**Source extract:**

Line 10 (Polígon Pratenc – Gorg) is the name of one of the two branches of the Barcelona metro line 9, currently (2020) under construction and to be operated by TMB. Like Line 9 and Line 11, it will be an automatic train operation (i.e. driverless vehicle) metro line.

Overview

The line will link the Zona Franca with Badalona, through Barcelona proper, sharing most of the area covered by L9. L9/10 will be the deepest and longest line in the network. Originally expected to be ready by 2008, ongoing problems with its construction are going to delay its completion until as late as 2025.

The line is currently operated in two sections, North and South, similarly to line 9.

Northern section
The section from Gorg to Bon Pastor opened on 18 April 2010, and the section from La Sagrera to Bon Pastor (except Sagrera | TAV station) opened 26 June 2010. This section is operated as L10 Nord.

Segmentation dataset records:
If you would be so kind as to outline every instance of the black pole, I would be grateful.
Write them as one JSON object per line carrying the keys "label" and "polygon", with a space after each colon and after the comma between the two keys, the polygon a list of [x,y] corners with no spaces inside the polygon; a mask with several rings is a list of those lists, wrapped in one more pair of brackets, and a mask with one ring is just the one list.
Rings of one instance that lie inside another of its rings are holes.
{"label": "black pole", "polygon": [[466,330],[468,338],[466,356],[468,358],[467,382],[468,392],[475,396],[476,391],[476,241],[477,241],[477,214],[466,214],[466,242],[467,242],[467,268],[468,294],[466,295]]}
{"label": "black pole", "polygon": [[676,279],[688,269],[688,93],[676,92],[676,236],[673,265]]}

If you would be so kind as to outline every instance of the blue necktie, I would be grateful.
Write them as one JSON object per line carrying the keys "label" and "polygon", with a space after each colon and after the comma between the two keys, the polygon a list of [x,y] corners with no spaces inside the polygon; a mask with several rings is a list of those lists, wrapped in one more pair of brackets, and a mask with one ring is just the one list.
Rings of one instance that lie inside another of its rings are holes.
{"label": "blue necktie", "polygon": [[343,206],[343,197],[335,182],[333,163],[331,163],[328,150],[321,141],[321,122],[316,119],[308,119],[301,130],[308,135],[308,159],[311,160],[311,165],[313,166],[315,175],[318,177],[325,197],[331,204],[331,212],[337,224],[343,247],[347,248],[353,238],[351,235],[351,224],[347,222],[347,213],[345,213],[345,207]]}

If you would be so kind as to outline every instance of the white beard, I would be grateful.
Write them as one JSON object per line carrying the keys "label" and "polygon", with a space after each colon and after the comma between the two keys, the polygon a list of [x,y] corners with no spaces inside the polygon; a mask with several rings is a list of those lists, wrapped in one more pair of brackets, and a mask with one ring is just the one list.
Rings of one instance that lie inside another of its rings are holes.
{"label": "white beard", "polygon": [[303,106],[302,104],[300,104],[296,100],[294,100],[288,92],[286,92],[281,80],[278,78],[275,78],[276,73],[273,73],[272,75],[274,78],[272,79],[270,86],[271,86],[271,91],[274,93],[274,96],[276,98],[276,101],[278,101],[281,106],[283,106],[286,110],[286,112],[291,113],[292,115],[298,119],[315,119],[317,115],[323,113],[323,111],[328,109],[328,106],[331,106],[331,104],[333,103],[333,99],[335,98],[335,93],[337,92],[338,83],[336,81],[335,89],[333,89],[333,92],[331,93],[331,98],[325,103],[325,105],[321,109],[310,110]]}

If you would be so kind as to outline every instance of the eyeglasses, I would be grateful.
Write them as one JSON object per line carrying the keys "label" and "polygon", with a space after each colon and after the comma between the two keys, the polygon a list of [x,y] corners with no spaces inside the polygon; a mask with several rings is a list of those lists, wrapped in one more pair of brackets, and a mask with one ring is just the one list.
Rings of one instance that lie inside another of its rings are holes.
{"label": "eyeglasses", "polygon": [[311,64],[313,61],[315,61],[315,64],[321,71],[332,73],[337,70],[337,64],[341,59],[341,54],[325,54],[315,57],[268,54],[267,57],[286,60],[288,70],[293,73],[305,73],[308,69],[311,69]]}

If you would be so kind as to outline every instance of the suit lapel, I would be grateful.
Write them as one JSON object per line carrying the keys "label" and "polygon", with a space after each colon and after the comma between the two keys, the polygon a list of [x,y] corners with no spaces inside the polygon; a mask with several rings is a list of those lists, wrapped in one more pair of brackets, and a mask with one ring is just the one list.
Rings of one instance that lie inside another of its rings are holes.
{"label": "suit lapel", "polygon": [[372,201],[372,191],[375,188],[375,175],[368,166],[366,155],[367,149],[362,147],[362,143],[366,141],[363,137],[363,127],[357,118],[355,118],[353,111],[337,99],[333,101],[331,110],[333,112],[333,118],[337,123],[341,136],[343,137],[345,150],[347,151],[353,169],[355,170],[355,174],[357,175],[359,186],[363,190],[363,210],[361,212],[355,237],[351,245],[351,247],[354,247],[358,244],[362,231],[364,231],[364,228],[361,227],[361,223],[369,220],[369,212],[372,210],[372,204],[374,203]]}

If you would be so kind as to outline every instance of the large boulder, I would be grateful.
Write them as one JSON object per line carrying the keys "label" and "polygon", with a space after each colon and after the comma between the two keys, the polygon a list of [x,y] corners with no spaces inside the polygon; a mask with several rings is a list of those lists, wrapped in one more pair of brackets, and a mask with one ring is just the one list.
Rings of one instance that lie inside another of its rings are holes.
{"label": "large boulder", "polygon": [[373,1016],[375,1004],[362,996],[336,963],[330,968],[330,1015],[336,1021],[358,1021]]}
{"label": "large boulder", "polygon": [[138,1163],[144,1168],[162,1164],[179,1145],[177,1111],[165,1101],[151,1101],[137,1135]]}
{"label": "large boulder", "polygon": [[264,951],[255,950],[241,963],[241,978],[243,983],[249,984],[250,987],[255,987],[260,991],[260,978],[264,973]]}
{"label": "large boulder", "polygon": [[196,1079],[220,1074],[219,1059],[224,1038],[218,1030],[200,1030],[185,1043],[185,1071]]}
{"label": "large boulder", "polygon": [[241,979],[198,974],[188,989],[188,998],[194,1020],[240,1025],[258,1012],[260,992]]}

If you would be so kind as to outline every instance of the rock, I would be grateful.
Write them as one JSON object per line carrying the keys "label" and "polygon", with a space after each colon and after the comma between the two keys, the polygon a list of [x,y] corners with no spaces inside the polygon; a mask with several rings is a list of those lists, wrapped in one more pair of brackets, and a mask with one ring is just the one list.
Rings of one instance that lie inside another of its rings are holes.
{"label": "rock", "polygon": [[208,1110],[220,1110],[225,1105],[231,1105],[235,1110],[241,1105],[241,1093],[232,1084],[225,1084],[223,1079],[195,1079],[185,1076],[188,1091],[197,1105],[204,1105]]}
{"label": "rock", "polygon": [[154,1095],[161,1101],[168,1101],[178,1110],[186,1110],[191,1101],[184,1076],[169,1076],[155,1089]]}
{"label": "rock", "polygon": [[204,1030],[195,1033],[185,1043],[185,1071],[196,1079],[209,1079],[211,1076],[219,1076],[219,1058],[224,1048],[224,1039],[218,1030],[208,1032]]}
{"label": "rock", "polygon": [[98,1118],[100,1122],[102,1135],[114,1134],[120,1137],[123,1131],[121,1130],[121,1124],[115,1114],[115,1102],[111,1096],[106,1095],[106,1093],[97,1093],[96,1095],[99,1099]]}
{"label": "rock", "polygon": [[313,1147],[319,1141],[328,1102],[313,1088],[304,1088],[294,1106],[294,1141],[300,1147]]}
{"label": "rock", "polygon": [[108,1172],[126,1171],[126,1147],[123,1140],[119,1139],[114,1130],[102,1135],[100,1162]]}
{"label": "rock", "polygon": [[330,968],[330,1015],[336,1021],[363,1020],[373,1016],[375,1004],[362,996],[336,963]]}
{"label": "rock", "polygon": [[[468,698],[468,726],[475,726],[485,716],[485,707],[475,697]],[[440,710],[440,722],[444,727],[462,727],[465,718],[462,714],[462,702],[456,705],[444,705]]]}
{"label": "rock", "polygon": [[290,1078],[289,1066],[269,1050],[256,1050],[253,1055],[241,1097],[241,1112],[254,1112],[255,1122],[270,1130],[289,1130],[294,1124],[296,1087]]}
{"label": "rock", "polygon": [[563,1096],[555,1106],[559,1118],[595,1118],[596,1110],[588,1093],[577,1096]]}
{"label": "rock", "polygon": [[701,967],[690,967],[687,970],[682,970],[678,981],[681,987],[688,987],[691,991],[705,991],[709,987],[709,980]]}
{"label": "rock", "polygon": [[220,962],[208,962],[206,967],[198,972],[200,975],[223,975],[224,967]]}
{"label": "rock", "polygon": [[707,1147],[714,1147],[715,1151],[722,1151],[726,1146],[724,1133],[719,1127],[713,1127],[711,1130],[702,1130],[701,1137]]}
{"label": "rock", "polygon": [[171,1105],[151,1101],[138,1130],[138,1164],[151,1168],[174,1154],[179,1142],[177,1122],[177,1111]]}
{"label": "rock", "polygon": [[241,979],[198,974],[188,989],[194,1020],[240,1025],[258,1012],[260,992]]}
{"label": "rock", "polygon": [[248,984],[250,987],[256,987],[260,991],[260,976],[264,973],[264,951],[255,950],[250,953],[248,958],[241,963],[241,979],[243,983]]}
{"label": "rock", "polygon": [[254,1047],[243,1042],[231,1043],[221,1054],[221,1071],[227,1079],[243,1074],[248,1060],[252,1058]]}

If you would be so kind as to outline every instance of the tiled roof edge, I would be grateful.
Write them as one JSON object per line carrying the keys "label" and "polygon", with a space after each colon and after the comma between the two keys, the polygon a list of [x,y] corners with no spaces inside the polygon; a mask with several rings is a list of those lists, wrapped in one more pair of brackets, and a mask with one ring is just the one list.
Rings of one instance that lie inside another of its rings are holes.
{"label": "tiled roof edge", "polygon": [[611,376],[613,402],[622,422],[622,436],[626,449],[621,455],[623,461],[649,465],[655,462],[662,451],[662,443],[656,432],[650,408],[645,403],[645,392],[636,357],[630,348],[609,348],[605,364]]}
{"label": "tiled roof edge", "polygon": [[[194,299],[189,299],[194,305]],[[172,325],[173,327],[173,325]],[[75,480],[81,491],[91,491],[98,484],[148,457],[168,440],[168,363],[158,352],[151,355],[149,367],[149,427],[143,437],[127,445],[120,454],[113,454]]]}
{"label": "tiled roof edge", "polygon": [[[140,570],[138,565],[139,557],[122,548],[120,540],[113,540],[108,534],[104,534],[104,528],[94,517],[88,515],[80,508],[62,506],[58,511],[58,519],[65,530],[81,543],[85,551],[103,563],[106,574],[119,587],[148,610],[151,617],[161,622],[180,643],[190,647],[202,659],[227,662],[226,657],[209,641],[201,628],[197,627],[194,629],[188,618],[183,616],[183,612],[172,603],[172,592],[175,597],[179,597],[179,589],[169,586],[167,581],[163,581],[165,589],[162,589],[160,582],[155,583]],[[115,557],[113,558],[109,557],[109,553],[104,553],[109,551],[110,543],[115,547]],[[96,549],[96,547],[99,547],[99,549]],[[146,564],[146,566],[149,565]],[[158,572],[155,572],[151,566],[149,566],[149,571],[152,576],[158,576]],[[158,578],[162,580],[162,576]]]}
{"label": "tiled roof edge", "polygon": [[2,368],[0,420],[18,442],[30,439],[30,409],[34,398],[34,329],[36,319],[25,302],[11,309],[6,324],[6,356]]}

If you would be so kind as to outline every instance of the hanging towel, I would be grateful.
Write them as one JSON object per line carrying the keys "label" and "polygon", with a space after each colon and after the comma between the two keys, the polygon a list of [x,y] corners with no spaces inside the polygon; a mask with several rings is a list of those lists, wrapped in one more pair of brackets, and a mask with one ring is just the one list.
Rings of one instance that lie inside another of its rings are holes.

**List of tasks:**
1) Rewrite the paragraph of the Line 10 text that begins "The line will link" as a short bulleted list, keeping its main facts.
2) Pull out every line of the entries that contains the string "pole".

**Set of answers:**
1)
- The line will link the Zona Franca with Badalona, passing through Barcelona proper.
- It will share most of the area covered by L9.
- L9/10 will be the deepest and longest line in the network.
- It was originally expected to be ready by 2008, but ongoing construction problems are delaying completion until as late as 2025.

2)
If you would be so kind as to outline every instance of the black pole, I would be grateful.
{"label": "black pole", "polygon": [[466,330],[468,338],[466,356],[468,358],[467,382],[468,392],[475,396],[476,391],[476,241],[477,241],[477,214],[466,214],[466,242],[467,242],[467,268],[468,294],[466,295]]}
{"label": "black pole", "polygon": [[676,279],[688,269],[688,93],[676,92],[676,236],[673,265]]}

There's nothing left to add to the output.